La industria musical es hoy un mercado de la bolsa, una moneda donde se especula con el tiempo, el sonido, el dinero e incluso el material con el que se envuelven los vinilos y en donde uno debe de tener en cuenta, incluso, hasta los baipases que le han colocado al productor de turno en su corazón. Las cuarentenas, los cierres, las restricciones han provocado que las discográficas sean incapaces de manejar con fluidez el trafico de sus lanzamientos. Las fábricas de vinilos no dan a basto. Están saturadas por la oferta. El viejo Marx no falla. Tampoco Smith. No hay plástico ni máquinas suficientes. Hay overbooking y todo se traduce en retrasos y unos precios inasequibles. Mientras tanto, los músicos se buscan la vida de camaretas o se encierran para componer más y más. Morirán enterrados en sus propias canciones si la historia no mejora. Hay quien aprovechará este segundo verano para volver a vender refrescos y cervezas en una playa de Levante. Conozco a otros que no lanzarán disco hasta dentro de un año y no ven del todo claro que merezca la pena iniciar una gira hasta el próximo verano.
Reconozco que mi vida se programa cada hora, así que me resulta imposible saber qué pasará mañana. En ocasiones, el calendario se traduce en el número de veces que voy al cajero o paso la tarjeta por el datáfono del estanco. El resto del tiempo pasa de una manera pendular, observando y relatando los estados de ira o los estados de euforia del personal. Solo encuentro refugio en los libros y la música. Es imposible afirmar que el año que viene estaré en el Mad Cool o en el Sonorama o en una consola convertido en ceniza. Como afirma el periodista Bruno Galindo, pillarse unas entradas para un concierto en el verano de 2022 no es sólo un gesto de amor por tu banda, es un admirable acto de fe. En cualquier caso, no me verán en un concierto de rock sentado, ni sobrio, ni vigilado. Lo que hay no me interesa. Hay funerales más movidos.

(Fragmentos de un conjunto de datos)
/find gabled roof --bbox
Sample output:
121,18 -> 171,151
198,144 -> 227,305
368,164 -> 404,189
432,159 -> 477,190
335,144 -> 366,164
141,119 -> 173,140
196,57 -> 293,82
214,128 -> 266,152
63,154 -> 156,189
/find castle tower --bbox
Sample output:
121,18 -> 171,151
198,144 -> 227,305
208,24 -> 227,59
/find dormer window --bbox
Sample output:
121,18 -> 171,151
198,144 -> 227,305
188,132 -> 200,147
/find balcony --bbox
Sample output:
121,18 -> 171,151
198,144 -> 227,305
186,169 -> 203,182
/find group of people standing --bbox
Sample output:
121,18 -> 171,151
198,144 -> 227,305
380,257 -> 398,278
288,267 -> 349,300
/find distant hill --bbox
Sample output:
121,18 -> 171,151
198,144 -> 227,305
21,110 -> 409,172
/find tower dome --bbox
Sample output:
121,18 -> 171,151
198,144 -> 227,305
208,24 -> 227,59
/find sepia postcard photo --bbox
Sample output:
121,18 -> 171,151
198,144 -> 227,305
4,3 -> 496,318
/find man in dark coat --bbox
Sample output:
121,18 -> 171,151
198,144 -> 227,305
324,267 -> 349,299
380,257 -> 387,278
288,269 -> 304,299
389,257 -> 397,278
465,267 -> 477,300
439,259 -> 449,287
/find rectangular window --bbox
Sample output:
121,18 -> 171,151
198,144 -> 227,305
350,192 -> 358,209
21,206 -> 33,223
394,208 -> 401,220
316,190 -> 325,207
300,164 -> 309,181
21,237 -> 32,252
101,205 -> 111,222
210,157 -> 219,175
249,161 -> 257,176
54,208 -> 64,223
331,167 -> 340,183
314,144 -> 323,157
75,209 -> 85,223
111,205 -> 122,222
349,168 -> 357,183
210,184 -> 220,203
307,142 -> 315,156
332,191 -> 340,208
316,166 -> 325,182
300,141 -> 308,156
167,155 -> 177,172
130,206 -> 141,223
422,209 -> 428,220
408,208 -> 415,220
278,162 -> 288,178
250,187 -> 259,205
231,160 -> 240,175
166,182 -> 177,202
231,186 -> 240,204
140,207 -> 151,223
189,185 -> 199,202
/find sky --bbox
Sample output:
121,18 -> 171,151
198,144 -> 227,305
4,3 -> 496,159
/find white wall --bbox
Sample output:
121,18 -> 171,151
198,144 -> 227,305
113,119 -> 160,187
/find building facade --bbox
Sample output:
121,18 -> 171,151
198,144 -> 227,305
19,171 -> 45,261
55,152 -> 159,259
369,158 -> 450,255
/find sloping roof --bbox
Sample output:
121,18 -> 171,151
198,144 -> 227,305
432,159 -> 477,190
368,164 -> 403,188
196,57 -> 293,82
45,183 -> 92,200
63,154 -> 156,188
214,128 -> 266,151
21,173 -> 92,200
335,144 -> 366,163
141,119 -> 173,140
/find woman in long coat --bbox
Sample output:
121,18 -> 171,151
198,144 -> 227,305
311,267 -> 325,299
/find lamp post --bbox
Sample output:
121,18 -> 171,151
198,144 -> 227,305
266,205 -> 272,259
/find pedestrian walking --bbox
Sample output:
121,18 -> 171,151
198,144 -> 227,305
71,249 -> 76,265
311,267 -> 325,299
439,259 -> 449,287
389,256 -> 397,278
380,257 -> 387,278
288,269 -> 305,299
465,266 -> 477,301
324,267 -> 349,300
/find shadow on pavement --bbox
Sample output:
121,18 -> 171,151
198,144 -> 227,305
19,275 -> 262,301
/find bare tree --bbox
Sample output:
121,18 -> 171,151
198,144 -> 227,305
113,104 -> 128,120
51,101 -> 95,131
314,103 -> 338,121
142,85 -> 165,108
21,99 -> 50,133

**Instrucciones de la tarea**
Copia de nuevo el pasaje del texto sobre la industria musical que empieza en "Reconozco que mi" y termina en "funerales más movidos.". Sustituye en él "concierto" por "festival".

**Solución del ejercicio**
Reconozco que mi vida se programa cada hora, así que me resulta imposible saber qué pasará mañana. En ocasiones, el calendario se traduce en el número de veces que voy al cajero o paso la tarjeta por el datáfono del estanco. El resto del tiempo pasa de una manera pendular, observando y relatando los estados de ira o los estados de euforia del personal. Solo encuentro refugio en los libros y la música. Es imposible afirmar que el año que viene estaré en el Mad Cool o en el Sonorama o en una consola convertido en ceniza. Como afirma el periodista Bruno Galindo, pillarse unas entradas para un festival en el verano de 2022 no es sólo un gesto de amor por tu banda, es un admirable acto de fe. En cualquier caso, no me verán en un festival de rock sentado, ni sobrio, ni vigilado. Lo que hay no me interesa. Hay funerales más movidos.